Can you turn the stretch of material below, from the line containing "For every instance of the metal pole, set" through the line containing "[[38, 134], [11, 125]]", into a JSON list of strings with one string per line and blank lines left out?
═════ AVAILABLE DATA ═════
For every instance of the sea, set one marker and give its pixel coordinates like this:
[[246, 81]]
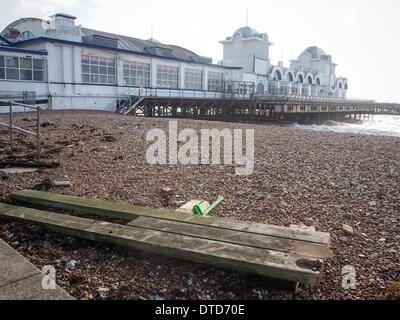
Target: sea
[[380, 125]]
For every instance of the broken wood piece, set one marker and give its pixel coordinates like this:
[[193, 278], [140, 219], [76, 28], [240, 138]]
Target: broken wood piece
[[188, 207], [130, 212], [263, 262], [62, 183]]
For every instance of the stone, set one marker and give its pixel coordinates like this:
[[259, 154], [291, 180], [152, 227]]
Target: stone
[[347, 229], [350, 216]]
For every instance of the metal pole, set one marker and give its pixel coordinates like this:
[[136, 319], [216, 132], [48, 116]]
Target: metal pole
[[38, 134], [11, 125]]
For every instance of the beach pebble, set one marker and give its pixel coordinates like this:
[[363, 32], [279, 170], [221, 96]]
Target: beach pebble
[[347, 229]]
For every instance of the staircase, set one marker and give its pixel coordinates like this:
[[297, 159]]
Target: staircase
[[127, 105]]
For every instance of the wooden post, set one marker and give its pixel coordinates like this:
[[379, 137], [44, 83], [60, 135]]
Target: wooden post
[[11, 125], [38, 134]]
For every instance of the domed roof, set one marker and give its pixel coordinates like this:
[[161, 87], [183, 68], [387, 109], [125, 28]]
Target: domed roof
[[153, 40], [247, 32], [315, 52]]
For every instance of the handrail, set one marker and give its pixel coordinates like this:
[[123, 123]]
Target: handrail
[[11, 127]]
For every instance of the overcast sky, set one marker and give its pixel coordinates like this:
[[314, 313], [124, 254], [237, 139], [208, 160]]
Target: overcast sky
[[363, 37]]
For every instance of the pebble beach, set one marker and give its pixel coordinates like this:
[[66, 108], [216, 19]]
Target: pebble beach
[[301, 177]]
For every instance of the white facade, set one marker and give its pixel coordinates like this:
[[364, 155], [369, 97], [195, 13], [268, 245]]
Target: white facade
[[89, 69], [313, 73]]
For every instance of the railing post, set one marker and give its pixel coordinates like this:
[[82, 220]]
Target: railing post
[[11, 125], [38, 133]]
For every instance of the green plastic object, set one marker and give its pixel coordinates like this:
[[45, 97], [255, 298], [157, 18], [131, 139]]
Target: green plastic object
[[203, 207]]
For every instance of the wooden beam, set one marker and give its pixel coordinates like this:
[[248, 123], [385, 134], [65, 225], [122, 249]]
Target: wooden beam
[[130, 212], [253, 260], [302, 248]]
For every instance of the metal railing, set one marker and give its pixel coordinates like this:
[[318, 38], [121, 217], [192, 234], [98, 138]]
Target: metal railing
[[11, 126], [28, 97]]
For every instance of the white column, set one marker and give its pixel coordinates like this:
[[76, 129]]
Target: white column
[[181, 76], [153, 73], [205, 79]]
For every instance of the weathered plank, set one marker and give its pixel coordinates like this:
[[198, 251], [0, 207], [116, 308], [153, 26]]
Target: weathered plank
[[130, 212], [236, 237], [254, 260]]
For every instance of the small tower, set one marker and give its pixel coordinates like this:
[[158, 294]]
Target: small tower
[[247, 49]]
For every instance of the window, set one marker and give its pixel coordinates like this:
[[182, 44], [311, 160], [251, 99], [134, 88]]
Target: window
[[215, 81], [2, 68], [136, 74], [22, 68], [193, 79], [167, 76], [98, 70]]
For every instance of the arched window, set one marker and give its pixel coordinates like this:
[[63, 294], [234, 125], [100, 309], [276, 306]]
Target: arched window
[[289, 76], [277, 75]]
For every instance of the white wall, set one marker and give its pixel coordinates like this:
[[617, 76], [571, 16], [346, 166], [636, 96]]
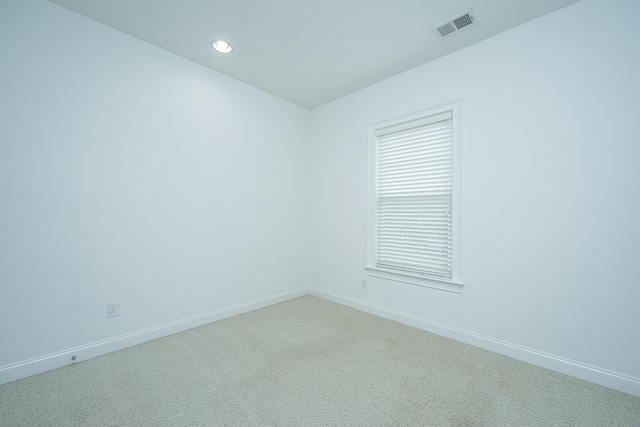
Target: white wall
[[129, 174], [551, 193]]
═════
═════ AVAILABLE DATA ═════
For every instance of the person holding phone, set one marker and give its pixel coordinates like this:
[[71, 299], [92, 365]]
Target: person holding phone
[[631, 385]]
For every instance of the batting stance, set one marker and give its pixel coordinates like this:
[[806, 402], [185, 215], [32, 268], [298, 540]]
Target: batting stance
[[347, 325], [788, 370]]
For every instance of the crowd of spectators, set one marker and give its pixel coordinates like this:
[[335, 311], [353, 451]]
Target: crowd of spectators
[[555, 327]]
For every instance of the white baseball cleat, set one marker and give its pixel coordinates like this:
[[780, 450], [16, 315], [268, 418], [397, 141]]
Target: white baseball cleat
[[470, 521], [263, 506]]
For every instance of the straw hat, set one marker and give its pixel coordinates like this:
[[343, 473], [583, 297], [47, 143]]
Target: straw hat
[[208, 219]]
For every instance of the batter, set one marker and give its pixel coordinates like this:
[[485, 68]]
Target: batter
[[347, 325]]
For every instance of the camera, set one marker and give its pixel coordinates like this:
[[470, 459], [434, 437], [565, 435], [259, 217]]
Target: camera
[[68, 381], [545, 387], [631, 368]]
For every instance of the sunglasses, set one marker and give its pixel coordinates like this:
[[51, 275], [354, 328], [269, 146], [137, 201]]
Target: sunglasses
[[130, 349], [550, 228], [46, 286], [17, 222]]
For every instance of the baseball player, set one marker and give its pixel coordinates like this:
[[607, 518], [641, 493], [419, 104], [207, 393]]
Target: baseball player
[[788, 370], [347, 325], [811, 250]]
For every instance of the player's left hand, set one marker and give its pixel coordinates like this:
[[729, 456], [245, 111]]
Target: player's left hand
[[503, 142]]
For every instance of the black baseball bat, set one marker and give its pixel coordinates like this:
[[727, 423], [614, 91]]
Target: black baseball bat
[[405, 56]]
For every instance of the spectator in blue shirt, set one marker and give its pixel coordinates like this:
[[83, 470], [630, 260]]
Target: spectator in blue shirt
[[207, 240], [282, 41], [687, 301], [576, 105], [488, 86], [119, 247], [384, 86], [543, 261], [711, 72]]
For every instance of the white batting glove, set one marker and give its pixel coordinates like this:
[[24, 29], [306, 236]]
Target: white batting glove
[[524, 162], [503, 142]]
═════
* **PROBLEM SOLUTION**
[
  "For every instance of the metal pole, set one marker and give its pixel coordinates like this:",
  "[[136, 319], [216, 132], [48, 116]]",
  "Target: metal pole",
  "[[38, 134], [11, 125]]"
]